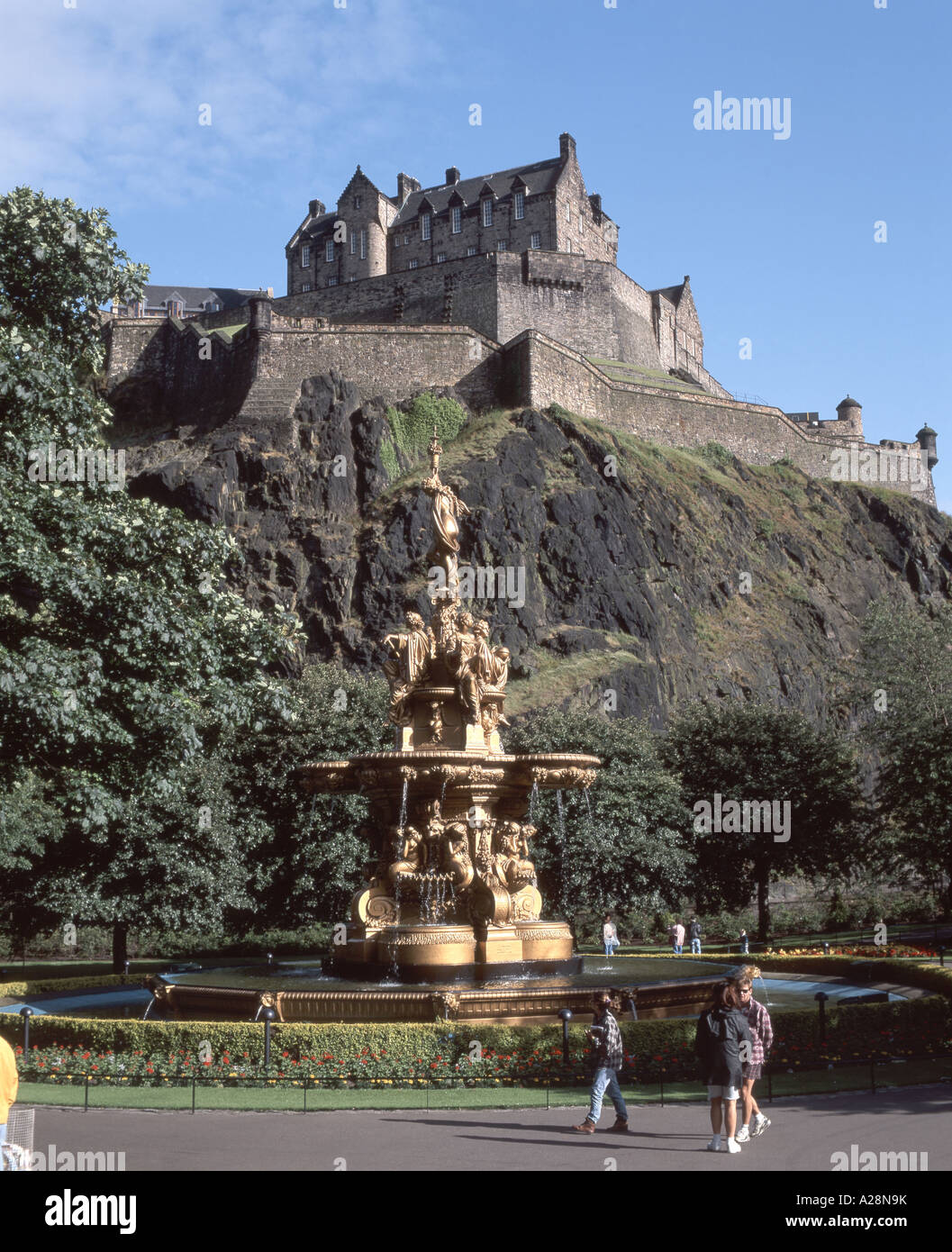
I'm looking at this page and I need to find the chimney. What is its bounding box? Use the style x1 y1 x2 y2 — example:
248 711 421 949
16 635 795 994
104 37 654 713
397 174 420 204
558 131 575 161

**What the exercise asks:**
Reproduce all of the rows above, including the requests, but shift each bounding-box coordinate in the answers by adding 143 to it. Do not change the numbers in the requests or in their sample boxes, and omit the pictures.

**Result for this task:**
I'm looking at this page and I need to find the chimney. What is its bounding box? Use the style x1 y1 x2 y2 — example:
248 711 421 949
16 635 795 994
104 37 654 713
540 317 563 347
701 274 718 304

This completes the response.